Stated task A:
Copy the records below line for line, with no changes.

Document segment:
# # #

So is the new heart just less wicked or what? How about the fact that God will not accept an imperfect offering? I thought our hearts were all we could offer to the Lord.


----------



## MW (Jan 20, 2011)

Peytah said:


> So is the new heart just less wicked or what? How about the fact that God will not accept an imperfect offering? I thought our hearts were all we could offer to the Lord.


 
The new heart is a new nature and power to will and to do what is good. But there is also the remnants of corruption and corruption still continues to be as desperate and as deceitful as ever. Hence the need for continued influence from the Spirit of God to actuate grace and to undertake mortification.

Offerings, though imperfect, are acceptable to God through Jesus Christ. See the Westminster Confession, 16.6.


----------



## Peytah (Jan 20, 2011)

Imperfect offerings can be offered because they've been cleansed and perfected by Christ. Only his works through us are that of perfection.

If the heart is the power to do what is right, then what does that make the Holy Spirit? To me, it seems like you're painting a picture of good heart vs. bad heart when scriptures speak of our battles as heart vs. flesh. 

Sorry if it just seems like I'm just continuously asking more questions against your position. Some of it doesn't add up to me.


----------



## MW (Jan 20, 2011)

Peytah said:


> scriptures speak of our battles as heart vs. flesh.


 
This may be the problem. Scripture does not represent sin as dwelling in one part over another. Total depravity is throughout, in the whole man. Regeneration is throughout, in the whole man. Indwelling sin is throughout, in the whole man. Sanctification is throughout, in the whole man. The terms "spirit" and "flesh" do not refer to anatomical parts but to pervading spiritual characteristics in man.

# # #

Dataset:
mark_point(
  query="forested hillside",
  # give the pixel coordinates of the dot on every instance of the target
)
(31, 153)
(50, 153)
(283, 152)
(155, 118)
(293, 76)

# # #

Stated task B:
In the forum thread, which section of the Westminster Confession is cited on imperfect offerings being acceptable to God?

Task result A:
mark_point(
  query="forested hillside",
  # give the pixel coordinates of the dot on every instance of the target
)
(31, 153)
(50, 153)
(283, 152)
(155, 118)
(293, 76)

Task result B:
Section 16.6.